PASSAGE

As more U.S. states legalize recreational marijuana, a new study reveals strong links between cannabis addiction and schizophrenia in young males — a risk the Catholic Church must address, said Dr. Timothy Millea, chair of the health care policy committee for the Catholic Medical Association.
"There is this increasing amount of evidence that we’ve got a tiger by the tail, and we are not winning this," he told OSV News.
Researchers from the Copenhagen Research Center for Mental Health and the U.S. National Institute on Drug Abuse found that between 15% to 30% of cases of schizophrenia in males aged 16-49 could be attributable to cannabis use disorder. Among females, the rate was 4%.
The study — titled "Association between cannabis use disorder and schizophrenia stronger in young males than in females" and published May 4 by Cambridge University Press — assessed more than 6.9 million individuals across Denmark during the years 1972 to 2021, using data from Denmark's national medical registers.
The findings stressed the urgent need to reevaluate the mainstreaming of marijuana in the U.S, where — as a 2021 Surgeon General advisory noted — mental health issues among youth and young adults are at a record high, said Millea.
"It's a little hard to dismiss this study when you're talking about 6.9 million people," he said.
Among the study's conclusions is that "at a population level, assuming causality, one-fifth of cases of schizophrenia among young males might be prevented by averting" cannabis use disorder.
To date, recreational marijuana has been legalized in 23 states and Washington, D.C., with that city and 37 states also permitting marijuana for medical purposes.
But in Colorado, where recreational marijuana has legally been sold since 2014, mental health issues associated with cannabis use have worsened significantly, said Dr. Libby Stuyt, an addictions psychiatrist with Solvista Health in that state and a board member of the International Academy on the Science and Impact of Cannabis.

ENTRIES SUPPLIED
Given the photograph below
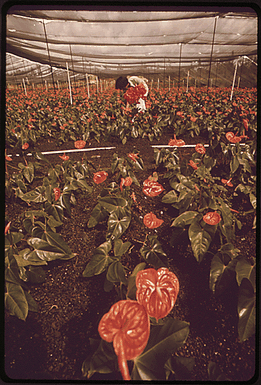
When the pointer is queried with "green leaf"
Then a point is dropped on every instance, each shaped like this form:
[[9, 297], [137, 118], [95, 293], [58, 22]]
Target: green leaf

YOUR OBJECTIVE
In the article about cannabis and schizophrenia, which years did the Danish study's data cover?

OUTPUT BELOW
1972 to 2021